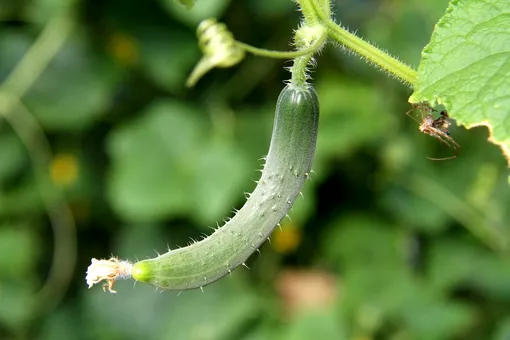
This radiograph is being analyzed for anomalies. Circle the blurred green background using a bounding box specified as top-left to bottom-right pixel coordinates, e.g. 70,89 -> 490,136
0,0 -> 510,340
◆ ◆ ◆ ◆
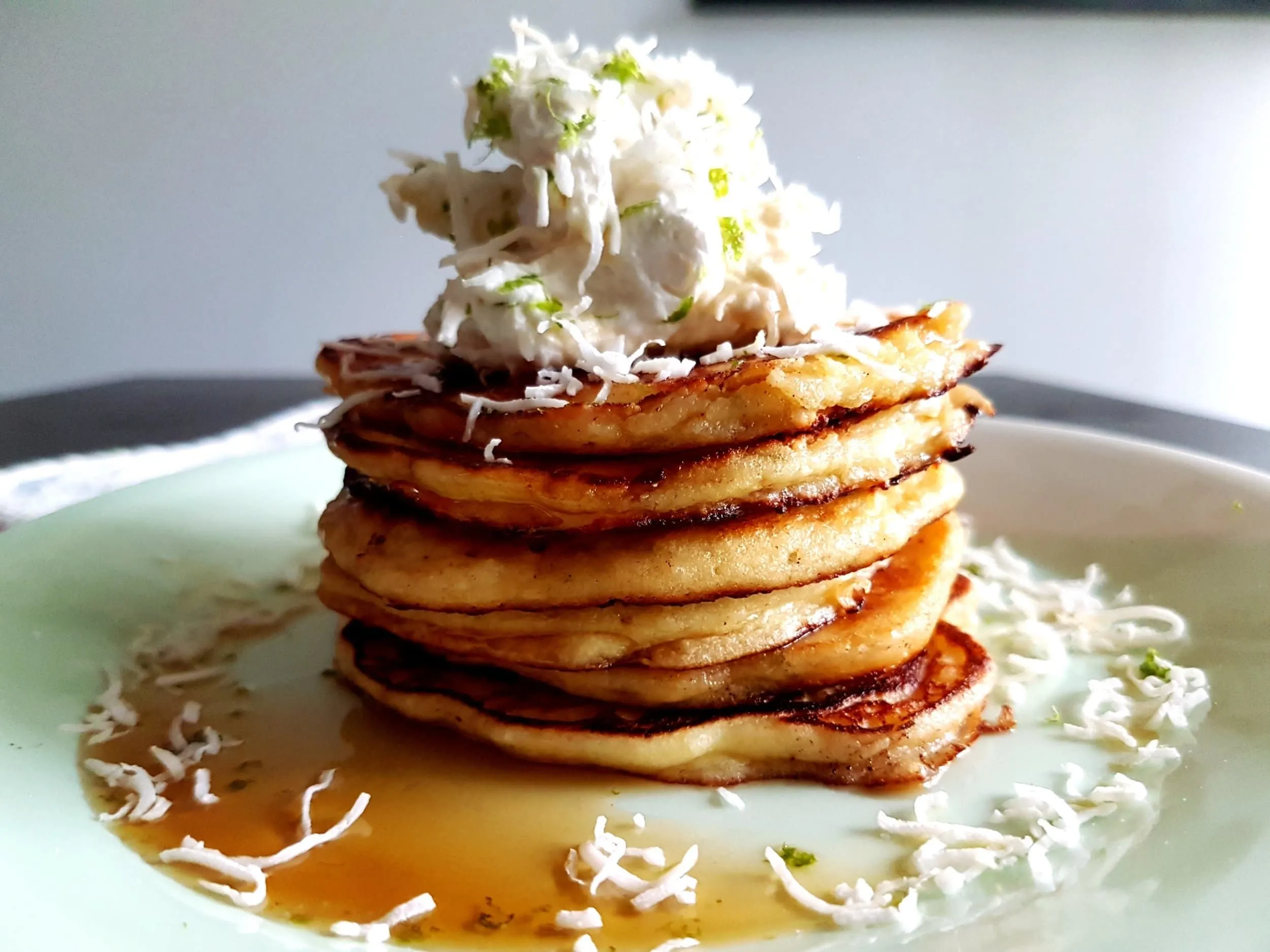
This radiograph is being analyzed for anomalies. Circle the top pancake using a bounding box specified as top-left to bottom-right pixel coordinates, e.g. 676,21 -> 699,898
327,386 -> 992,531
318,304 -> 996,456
◆ ◆ ◆ ◆
=== Objective ===
Reproduce verbatim the lines of the records from the line containing "70,89 -> 490,136" through the line containing "0,0 -> 510,340", with both of those lines included.

=== Task result ===
This radiograph is being analyzed for anomalies. Circle the blurred green background using a bounding box specified as top-left to bottom-right pixel coordinates, e.g. 70,89 -> 490,136
0,0 -> 510,340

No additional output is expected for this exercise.